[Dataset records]
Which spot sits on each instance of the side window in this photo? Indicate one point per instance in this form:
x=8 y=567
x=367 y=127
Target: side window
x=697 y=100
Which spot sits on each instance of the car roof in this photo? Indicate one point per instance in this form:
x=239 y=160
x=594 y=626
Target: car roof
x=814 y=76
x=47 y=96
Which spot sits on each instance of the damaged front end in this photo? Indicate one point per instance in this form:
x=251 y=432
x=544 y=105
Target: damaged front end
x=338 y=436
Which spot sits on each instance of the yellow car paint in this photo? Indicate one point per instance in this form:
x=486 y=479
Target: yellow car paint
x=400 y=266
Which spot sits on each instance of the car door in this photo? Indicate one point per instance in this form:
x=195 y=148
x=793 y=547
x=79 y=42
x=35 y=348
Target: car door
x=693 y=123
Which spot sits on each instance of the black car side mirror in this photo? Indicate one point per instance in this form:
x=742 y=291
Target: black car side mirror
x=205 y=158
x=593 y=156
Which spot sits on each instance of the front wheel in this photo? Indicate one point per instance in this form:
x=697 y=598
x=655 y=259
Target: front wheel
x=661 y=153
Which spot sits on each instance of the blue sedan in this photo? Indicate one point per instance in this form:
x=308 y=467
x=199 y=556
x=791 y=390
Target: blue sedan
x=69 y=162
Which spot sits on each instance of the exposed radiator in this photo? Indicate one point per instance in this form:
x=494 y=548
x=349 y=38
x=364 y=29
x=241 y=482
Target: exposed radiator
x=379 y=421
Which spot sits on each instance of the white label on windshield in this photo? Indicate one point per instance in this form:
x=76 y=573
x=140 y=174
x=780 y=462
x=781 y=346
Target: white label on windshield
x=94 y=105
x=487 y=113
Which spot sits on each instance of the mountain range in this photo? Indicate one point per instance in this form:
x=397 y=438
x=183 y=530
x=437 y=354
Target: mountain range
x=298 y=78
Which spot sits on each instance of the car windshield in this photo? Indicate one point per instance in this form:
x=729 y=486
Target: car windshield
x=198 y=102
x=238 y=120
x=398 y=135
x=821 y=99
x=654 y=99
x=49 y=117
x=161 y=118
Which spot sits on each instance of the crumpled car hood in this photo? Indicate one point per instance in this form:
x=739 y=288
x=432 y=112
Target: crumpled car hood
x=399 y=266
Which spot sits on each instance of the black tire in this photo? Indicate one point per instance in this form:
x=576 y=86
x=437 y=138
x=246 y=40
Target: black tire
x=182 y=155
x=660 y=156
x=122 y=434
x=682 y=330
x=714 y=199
--
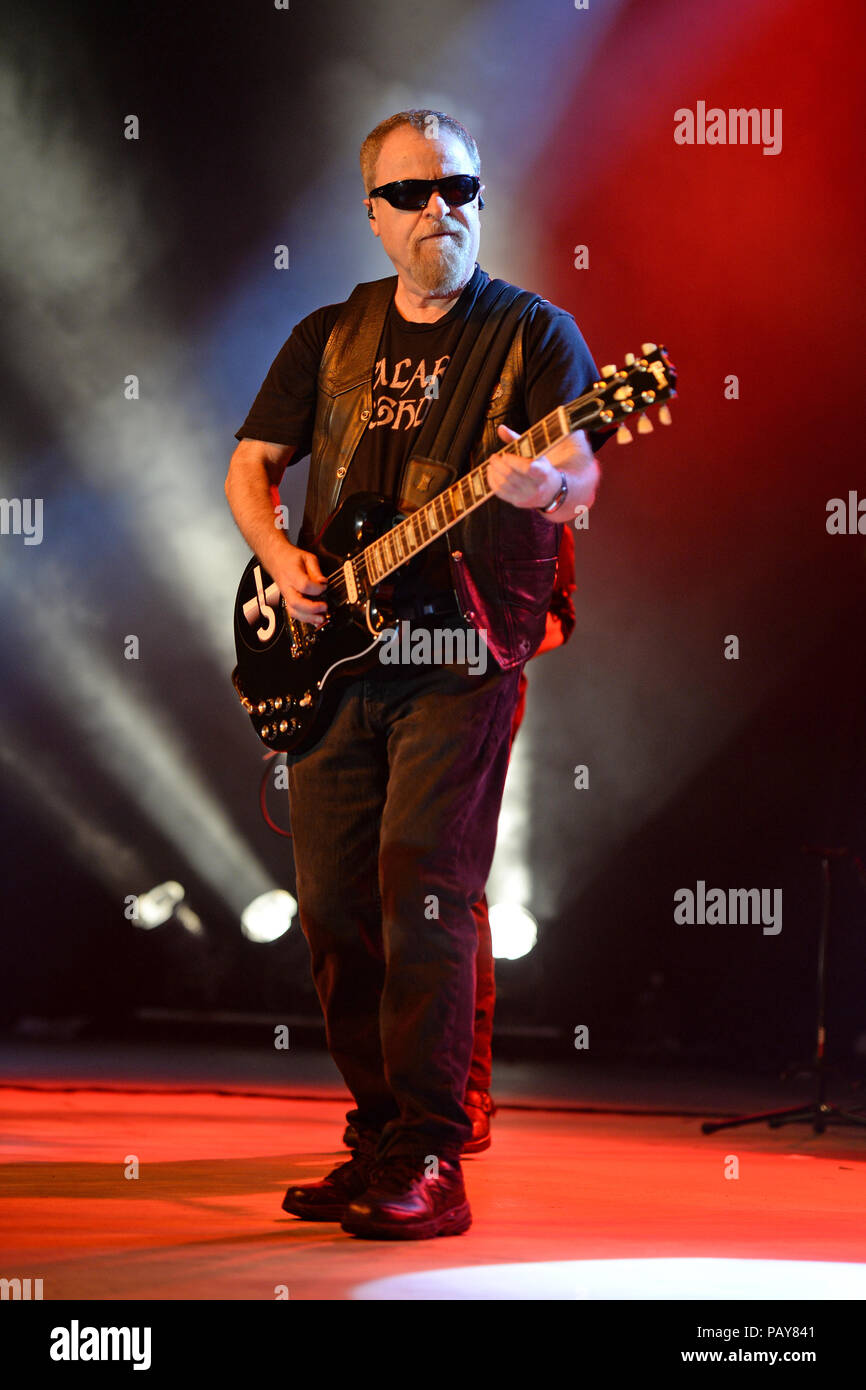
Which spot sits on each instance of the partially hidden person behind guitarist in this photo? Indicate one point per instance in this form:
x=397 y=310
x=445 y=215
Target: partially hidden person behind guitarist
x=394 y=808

▶ [What the task requires] Please repeat the records from the line with "Which spot sits on each instance of the front" up to and including the line with "x=399 y=266", requests included, scaling every x and y coordinate in the answers by 1.5 and rounding to whole numbers, with halves rounded up. Leave the numbers in the requests and their sample points as they are.

▶ [Response to this exercise]
Which spot sits on each instance of the front wheel in this photo? Indicate one point per instance in this form:
x=697 y=598
x=655 y=259
Target: front wheel
x=992 y=230
Which spot sits on each instance of the blue sedan in this photo? Indicate one point per instance in this form:
x=308 y=467
x=199 y=556
x=791 y=390
Target: blue sedan
x=104 y=243
Which spot sits on each instance of the exposed radiator in this photo? Indicate one point per instance in this form:
x=494 y=548
x=349 y=38
x=364 y=29
x=241 y=482
Target: exposed radiator
x=569 y=632
Which spot sits on each instance of the white label on windshield in this photo? Indicate one point per instance in this form:
x=76 y=573
x=140 y=174
x=780 y=462
x=781 y=346
Target: white label on windshield
x=141 y=158
x=731 y=170
Which spot sits on each instance of the mountain range in this photo? Indicate one point per instance in this form:
x=397 y=438
x=183 y=530
x=437 y=354
Target: mountain range
x=447 y=117
Which spot sits on each instance of the car windshield in this photo? Indicate one point per instance in this form:
x=729 y=486
Target: car windshield
x=297 y=153
x=357 y=180
x=597 y=203
x=1232 y=149
x=981 y=149
x=74 y=176
x=242 y=177
Which spot sits on each instance of the crumpled car hood in this photo? Indicate one point per instance in this form:
x=739 y=288
x=432 y=112
Target: crumpled car hood
x=599 y=399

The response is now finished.